_Qué debes hacer_
Transcribe íntegro el texto sobre las tardes de diciembre, sin cambiar ni una palabra ni un signo.

_Texto proporcionado_
¡Qué tímidamente se me ha mostrado! Con la pusilanimidad de una mocita se ha plantado en mi ventana para sorprenderme de nuevo, para ofrecerme esa ternura que se apega en los amaneceres frescos y claros. Son muchos años ya, pero sigue cautivándome esta luz que se tiñe de ceniza y mar, en este primer día de diciembre que devalúa las tarde cuando se apacigua su paleta de colores en el trascoro del horizonte. Sigue encantándome el primer olor a tierra mojada, el primer momento en el que se deprecia el día para envolverse de un celofán que atrapa el tiempo y nos lo muestra acaramelado.
Son tardes para soñar y recordar, para perderse en la memoria, para que retomemos las imágenes que se despiertan en la nostalgia y nos devuelven los contornos, las facciones y las risas de quienes ya no pueden estar con nosotros, esos que nos cogían de la mano cuando el tiempo se medía pausadamente y velaba ya compases de despedidas. Viejas historias que nos implantan, con ímpetu y seguridad, la galga de la memoria anclando la supervivencia de sus vidas en la nuestra.
Me gustan estas tardes porque favorecen el paseo acompañado de alguien que se aferra a tu brazo mientras crujen en las aceras la broza desmembrada de los árboles y aplastadas por el pausado caminar se funden con el suelo hasta adquirir la naturaleza de piel congénita que se desangra en el hábitat urbano. Es la transformación de la luz, la evolución ancestral del sentimiento vital que heredamos de nuestros antepasados, lo me hace padecer y acatar el encantamiento de la liturgia de este tiempo, de estos oficios paganos que nos llegan desde la inmensidad para ser recogidos en los frascos de la sensibilidad desbordante del corazón.
Me revuelve el alma la breve contemplación, casi esporádica, tan transitoria y efímera, del sol abatido en las lindes del Aljarafe, engullido por la ancestral tierra donde los olivos siguen reinando y los terruños se empapan con el rocío preciso de la noche.

_Datos mostrados_

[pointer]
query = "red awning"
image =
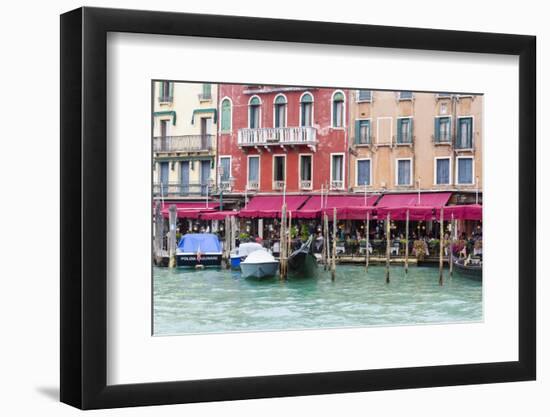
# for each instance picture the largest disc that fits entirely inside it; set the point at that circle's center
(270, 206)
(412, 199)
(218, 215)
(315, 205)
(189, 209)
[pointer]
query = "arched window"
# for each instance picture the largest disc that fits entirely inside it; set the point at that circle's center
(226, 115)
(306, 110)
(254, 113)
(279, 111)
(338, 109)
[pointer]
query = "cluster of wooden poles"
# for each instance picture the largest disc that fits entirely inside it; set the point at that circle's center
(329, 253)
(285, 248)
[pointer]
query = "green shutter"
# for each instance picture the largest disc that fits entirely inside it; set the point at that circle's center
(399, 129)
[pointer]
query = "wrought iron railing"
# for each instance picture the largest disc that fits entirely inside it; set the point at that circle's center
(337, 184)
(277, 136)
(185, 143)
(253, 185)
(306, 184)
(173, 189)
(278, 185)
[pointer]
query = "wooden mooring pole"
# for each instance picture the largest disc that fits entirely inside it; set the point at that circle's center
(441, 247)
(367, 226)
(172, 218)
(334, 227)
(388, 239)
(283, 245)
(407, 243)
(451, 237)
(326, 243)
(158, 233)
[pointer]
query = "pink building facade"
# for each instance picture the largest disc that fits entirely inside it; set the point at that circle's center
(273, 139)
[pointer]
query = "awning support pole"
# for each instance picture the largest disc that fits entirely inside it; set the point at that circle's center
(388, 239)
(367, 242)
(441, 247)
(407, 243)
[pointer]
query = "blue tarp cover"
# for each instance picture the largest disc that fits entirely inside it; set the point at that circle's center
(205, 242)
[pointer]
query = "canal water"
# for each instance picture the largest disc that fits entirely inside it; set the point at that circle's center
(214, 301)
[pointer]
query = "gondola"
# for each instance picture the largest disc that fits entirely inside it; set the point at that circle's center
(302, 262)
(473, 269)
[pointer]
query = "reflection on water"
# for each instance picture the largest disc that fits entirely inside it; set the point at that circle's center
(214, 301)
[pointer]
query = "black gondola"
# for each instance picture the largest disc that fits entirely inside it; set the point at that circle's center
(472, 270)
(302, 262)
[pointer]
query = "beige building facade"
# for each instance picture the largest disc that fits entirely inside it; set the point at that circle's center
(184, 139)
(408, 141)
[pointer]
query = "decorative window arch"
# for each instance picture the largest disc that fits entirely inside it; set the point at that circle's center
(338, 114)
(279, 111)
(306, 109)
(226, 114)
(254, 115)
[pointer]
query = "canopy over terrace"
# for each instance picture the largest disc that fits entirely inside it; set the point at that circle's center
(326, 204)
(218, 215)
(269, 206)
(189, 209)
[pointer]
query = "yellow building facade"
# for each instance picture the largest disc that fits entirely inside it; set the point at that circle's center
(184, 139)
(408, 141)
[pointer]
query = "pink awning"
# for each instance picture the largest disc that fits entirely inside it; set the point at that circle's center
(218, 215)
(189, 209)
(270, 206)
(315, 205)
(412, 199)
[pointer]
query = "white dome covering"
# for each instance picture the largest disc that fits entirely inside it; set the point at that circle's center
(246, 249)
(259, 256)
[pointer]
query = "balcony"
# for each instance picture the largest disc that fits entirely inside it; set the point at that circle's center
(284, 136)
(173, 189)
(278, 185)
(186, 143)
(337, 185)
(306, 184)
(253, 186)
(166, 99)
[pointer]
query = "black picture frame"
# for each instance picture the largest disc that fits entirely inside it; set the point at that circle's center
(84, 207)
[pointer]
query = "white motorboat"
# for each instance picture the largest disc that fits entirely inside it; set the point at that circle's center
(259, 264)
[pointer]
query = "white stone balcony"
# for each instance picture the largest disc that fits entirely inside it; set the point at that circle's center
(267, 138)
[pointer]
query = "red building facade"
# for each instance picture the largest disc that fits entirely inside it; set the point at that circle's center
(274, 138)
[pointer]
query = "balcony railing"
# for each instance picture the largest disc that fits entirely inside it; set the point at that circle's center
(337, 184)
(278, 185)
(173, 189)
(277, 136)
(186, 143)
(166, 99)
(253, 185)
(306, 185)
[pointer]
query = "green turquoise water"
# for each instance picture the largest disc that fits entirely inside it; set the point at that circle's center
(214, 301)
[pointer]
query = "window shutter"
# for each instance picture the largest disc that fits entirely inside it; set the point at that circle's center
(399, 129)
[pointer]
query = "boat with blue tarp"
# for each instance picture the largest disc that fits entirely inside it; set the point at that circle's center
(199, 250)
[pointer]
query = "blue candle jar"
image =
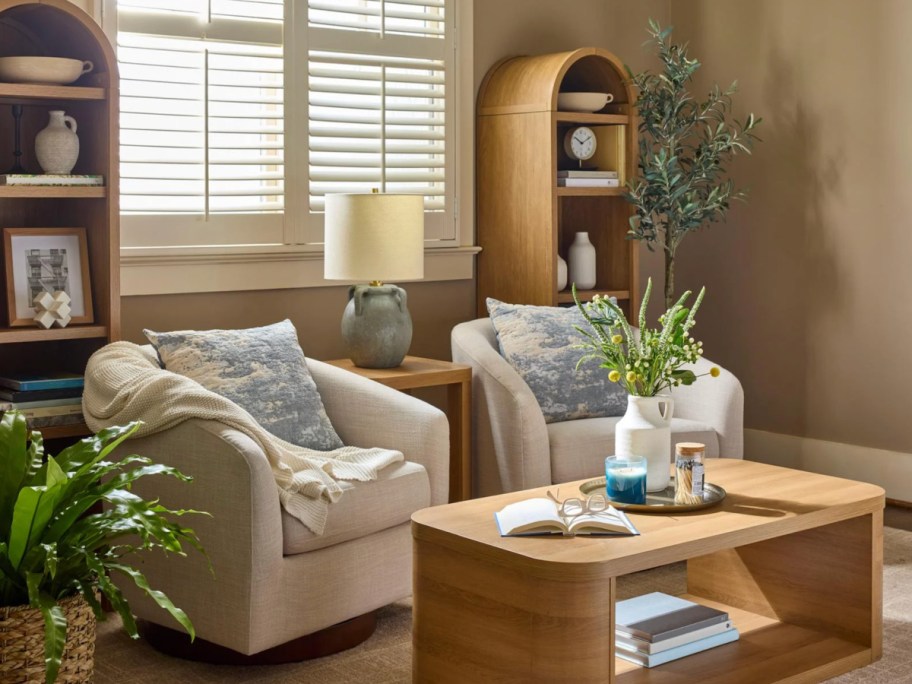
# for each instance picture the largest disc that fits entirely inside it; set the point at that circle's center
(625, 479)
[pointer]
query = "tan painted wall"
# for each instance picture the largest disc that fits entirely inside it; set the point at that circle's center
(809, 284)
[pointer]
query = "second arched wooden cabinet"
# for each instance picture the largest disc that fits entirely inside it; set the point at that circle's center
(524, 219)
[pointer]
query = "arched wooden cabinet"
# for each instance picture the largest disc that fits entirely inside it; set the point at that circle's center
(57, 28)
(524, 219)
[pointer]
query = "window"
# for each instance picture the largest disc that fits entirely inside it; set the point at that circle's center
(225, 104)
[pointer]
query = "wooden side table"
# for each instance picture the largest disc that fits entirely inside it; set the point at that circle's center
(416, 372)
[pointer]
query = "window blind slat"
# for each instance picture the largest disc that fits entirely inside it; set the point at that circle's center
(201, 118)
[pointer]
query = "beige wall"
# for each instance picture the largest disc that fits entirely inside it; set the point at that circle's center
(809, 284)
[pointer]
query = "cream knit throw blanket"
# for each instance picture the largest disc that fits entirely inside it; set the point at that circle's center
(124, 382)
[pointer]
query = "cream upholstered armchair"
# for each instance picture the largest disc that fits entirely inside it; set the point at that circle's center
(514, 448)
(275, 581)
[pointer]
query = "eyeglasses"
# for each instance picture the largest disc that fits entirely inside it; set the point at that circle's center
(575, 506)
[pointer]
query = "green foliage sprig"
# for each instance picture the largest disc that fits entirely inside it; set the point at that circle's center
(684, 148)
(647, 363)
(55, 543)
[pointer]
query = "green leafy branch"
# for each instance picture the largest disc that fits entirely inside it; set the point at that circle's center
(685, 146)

---

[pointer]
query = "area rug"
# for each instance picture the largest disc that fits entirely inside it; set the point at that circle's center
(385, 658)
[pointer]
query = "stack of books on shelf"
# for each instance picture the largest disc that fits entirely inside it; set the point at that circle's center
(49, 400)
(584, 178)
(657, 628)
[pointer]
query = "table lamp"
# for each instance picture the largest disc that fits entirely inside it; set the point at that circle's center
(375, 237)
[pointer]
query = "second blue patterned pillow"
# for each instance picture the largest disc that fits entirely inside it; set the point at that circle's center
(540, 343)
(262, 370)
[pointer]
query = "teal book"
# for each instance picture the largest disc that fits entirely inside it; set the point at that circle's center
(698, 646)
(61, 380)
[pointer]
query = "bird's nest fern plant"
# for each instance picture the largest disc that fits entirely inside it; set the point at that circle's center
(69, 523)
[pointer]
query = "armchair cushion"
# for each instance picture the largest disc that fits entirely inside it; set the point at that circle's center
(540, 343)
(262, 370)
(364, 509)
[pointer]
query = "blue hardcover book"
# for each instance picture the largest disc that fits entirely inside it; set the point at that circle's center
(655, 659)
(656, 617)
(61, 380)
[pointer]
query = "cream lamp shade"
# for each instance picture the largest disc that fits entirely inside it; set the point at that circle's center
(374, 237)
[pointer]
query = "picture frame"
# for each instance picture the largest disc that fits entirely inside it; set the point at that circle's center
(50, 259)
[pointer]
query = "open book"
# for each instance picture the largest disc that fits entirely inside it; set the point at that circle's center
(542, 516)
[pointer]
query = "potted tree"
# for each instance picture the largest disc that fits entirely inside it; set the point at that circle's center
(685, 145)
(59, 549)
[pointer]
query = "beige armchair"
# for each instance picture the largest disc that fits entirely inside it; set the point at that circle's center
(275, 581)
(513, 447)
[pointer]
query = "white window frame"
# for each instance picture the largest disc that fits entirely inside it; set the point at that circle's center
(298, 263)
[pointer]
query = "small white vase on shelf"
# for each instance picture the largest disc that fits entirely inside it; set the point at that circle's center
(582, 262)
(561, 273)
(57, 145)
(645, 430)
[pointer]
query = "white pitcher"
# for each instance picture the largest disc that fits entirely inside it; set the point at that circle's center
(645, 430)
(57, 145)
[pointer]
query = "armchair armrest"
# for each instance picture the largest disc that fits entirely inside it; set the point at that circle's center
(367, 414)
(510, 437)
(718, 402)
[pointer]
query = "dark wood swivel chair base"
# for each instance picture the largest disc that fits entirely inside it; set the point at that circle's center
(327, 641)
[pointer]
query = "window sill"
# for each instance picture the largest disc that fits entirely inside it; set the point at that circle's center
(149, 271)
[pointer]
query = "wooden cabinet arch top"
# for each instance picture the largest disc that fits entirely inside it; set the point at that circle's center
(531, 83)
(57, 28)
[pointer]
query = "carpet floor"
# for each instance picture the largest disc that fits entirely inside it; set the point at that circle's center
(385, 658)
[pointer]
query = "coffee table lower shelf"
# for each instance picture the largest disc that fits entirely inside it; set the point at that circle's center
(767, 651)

_Resultado del ejercicio_
¡Qué tímidamente se me ha mostrado! Con la pusilanimidad de una mocita se ha plantado en mi ventana para sorprenderme de nuevo, para ofrecerme esa ternura que se apega en los amaneceres frescos y claros. Son muchos años ya, pero sigue cautivándome esta luz que se tiñe de ceniza y mar, en este primer día de diciembre que devalúa las tarde cuando se apacigua su paleta de colores en el trascoro del horizonte. Sigue encantándome el primer olor a tierra mojada, el primer momento en el que se deprecia el día para envolverse de un celofán que atrapa el tiempo y nos lo muestra acaramelado.
Son tardes para soñar y recordar, para perderse en la memoria, para que retomemos las imágenes que se despiertan en la nostalgia y nos devuelven los contornos, las facciones y las risas de quienes ya no pueden estar con nosotros, esos que nos cogían de la mano cuando el tiempo se medía pausadamente y velaba ya compases de despedidas. Viejas historias que nos implantan, con ímpetu y seguridad, la galga de la memoria anclando la supervivencia de sus vidas en la nuestra.
Me gustan estas tardes porque favorecen el paseo acompañado de alguien que se aferra a tu brazo mientras crujen en las aceras la broza desmembrada de los árboles y aplastadas por el pausado caminar se funden con el suelo hasta adquirir la naturaleza de piel congénita que se desangra en el hábitat urbano. Es la transformación de la luz, la evolución ancestral del sentimiento vital que heredamos de nuestros antepasados, lo me hace padecer y acatar el encantamiento de la liturgia de este tiempo, de estos oficios paganos que nos llegan desde la inmensidad para ser recogidos en los frascos de la sensibilidad desbordante del corazón.
Me revuelve el alma la breve contemplación, casi esporádica, tan transitoria y efímera, del sol abatido en las lindes del Aljarafe, engullido por la ancestral tierra donde los olivos siguen reinando y los terruños se empapan con el rocío preciso de la noche.